#### Exercise objective
Copy all entries verbatim and keep any pictures out of the copy.

----

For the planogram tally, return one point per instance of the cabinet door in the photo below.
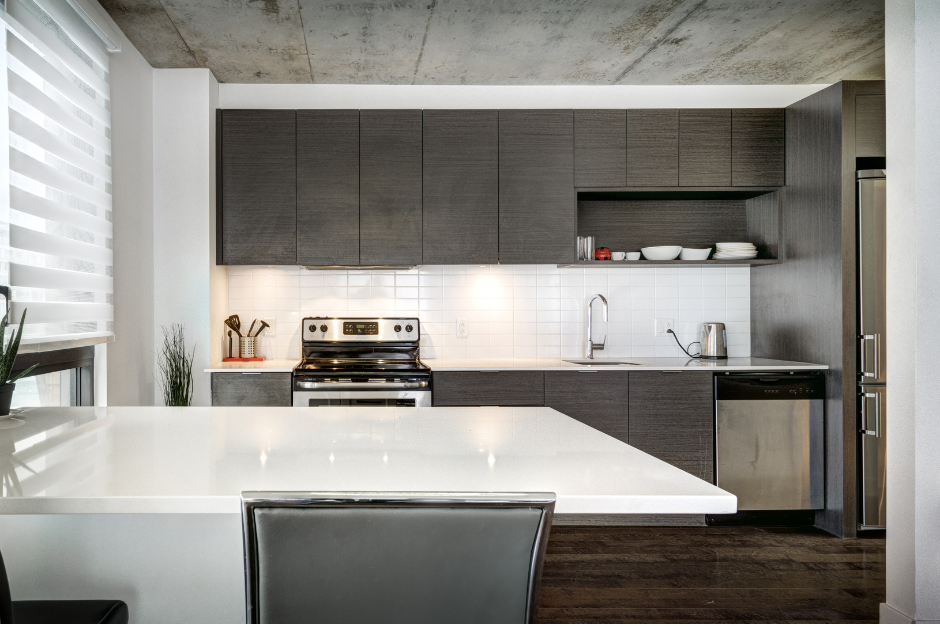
(870, 127)
(328, 187)
(461, 187)
(600, 148)
(672, 418)
(598, 399)
(705, 147)
(757, 147)
(536, 187)
(241, 389)
(653, 148)
(525, 388)
(257, 206)
(390, 187)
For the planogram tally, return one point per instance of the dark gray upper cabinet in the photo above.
(328, 187)
(705, 147)
(653, 148)
(598, 399)
(600, 148)
(257, 203)
(757, 147)
(461, 187)
(870, 126)
(536, 186)
(390, 187)
(672, 418)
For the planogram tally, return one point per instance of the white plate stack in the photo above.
(732, 251)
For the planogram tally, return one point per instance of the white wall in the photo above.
(233, 96)
(184, 103)
(130, 366)
(522, 311)
(912, 56)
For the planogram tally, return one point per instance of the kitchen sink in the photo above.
(601, 363)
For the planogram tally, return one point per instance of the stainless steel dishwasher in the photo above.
(769, 431)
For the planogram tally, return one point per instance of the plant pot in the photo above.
(6, 397)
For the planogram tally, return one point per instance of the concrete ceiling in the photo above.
(511, 42)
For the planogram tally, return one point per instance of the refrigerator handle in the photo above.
(864, 430)
(863, 345)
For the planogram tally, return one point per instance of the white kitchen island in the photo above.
(142, 504)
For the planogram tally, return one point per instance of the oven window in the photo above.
(361, 402)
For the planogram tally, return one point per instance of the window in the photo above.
(55, 228)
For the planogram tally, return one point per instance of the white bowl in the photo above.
(661, 253)
(694, 254)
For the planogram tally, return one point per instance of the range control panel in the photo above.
(339, 329)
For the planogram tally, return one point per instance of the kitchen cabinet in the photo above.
(705, 147)
(461, 187)
(600, 148)
(536, 186)
(653, 148)
(251, 389)
(328, 187)
(598, 399)
(488, 388)
(870, 126)
(757, 147)
(672, 418)
(257, 192)
(390, 187)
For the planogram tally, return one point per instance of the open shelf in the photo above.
(675, 262)
(671, 193)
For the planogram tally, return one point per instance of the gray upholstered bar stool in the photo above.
(394, 557)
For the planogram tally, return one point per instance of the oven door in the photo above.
(391, 397)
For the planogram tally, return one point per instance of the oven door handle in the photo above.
(379, 382)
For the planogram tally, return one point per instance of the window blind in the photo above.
(56, 239)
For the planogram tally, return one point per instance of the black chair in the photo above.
(394, 557)
(57, 611)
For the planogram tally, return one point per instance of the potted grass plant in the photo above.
(176, 368)
(7, 359)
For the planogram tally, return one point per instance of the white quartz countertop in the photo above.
(626, 363)
(198, 460)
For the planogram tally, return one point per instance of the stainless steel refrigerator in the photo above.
(872, 374)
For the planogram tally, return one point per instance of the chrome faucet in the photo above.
(591, 345)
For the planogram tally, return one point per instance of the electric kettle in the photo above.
(714, 341)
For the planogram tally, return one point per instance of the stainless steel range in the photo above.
(361, 361)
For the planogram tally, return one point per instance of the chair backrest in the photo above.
(394, 557)
(6, 602)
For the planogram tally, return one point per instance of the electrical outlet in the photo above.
(663, 326)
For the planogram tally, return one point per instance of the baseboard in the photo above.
(572, 519)
(890, 615)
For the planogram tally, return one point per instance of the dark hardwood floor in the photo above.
(621, 574)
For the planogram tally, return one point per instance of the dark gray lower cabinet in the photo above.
(598, 399)
(243, 389)
(517, 388)
(671, 418)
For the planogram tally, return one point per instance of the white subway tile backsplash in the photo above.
(522, 311)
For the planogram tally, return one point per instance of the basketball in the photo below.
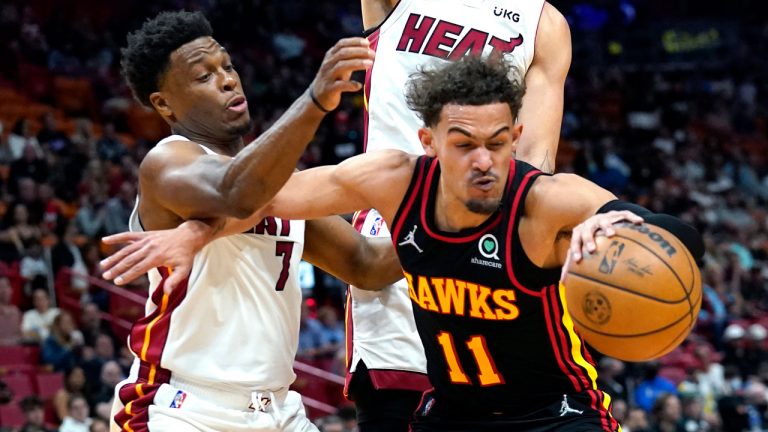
(637, 297)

----

#### Task output
For the planogram tally, return one point per instance of the cabinet door in the photo below.
(870, 127)
(328, 187)
(461, 187)
(600, 148)
(672, 418)
(598, 399)
(705, 147)
(757, 147)
(536, 187)
(241, 389)
(653, 148)
(525, 388)
(257, 206)
(390, 187)
For the planogram tally, return one point per instance of the dark gray upper cabinet in the photo above.
(328, 187)
(705, 147)
(653, 148)
(598, 399)
(600, 148)
(257, 203)
(757, 147)
(461, 187)
(870, 126)
(536, 186)
(390, 187)
(672, 418)
For the planogram tally, return one point per instance of the white plate stack in the photo above.
(732, 251)
For the planogram tally, return one point per instance of the white wall in the photo above.
(233, 96)
(184, 103)
(130, 366)
(522, 311)
(912, 56)
For the planogram tally, return one point per instance of the kitchen sink in the photo above.
(601, 363)
For the planogram tally, return one point per instance of the stainless steel dishwasher in the photo above.
(769, 431)
For the planogram tally, return one point per instance of the plant pot in the photo above.
(6, 397)
For the planogram tally, return one point per instance of the concrete ceiling in the photo above.
(511, 42)
For the planogram tally, return one point per instance of the refrigerator handle in the photo above.
(864, 430)
(863, 345)
For the planogram tally, return one point per instance of the white kitchen island in the photo above.
(142, 504)
For the planogram tally, return one point per instance of the oven window in the photo above.
(361, 402)
For the planogram tally, return one point per instance of the window in the photo above.
(55, 228)
For the planogram tally, return one point per instance of the white bowl in the photo above.
(661, 253)
(694, 254)
For the planogram tally, return one point per instance of the range control panel in the photo above.
(339, 329)
For the planogram tally, return one point per instance of the kitchen cabinet in the photo above.
(705, 147)
(461, 187)
(600, 148)
(536, 186)
(653, 148)
(251, 389)
(328, 187)
(598, 399)
(488, 388)
(870, 126)
(757, 147)
(672, 418)
(257, 192)
(390, 187)
For the planogram tally, return one point per instance of the open shelf in the photo above.
(675, 262)
(671, 193)
For the planogram tally, return one point per instance of the gray upholstered bar stool in the photo above.
(394, 557)
For the planogram tally, return one point per instance of the oven door in the photo above.
(391, 397)
For the planogram tally, return one point per instance of the oven door handle in the photo above.
(379, 382)
For the planogram tally, return one point per instance of the window blind in the photo above.
(56, 239)
For the planogram tally, return one point per instance of the black chair in the photo above.
(394, 557)
(57, 611)
For the planogram tally, return one point per instance of the potted grass plant in the photo above.
(176, 368)
(7, 359)
For the planogram tally, return one point per instance of the white quartz countertop in the photo above.
(626, 363)
(198, 460)
For the planogram tally, return one point per instance of the stainless steel refrigerator in the photo above.
(872, 374)
For the planogram tally, return one point per instance of the chrome faucet in the photo above.
(591, 345)
For the planogram tally, return one point per instance of the electric kettle in the photo above.
(714, 341)
For the planogram tally, return one point per instance of the stainless steel range in the photo above.
(361, 361)
For the planogram tally, return one point per instance of the chair backrest in the photo above.
(394, 557)
(6, 602)
For the planogram tally, return one point per instance of the electrical outlet in the photo above.
(663, 326)
For the planogram tally, return one point per instance of the baseboard in the photo above.
(572, 519)
(890, 615)
For the planogram tally, return one point per instance of the dark hardwood floor in the photo above.
(621, 574)
For the planogram tally, return one point per instance of the dark gray lower cabinet in the photo above.
(598, 399)
(243, 389)
(517, 388)
(671, 418)
For the planogram tally, return one point per instance of the white subway tile backsplash in the photo above.
(522, 311)
For the planogram tally, return one point per instance of the basketball in the photo below.
(637, 297)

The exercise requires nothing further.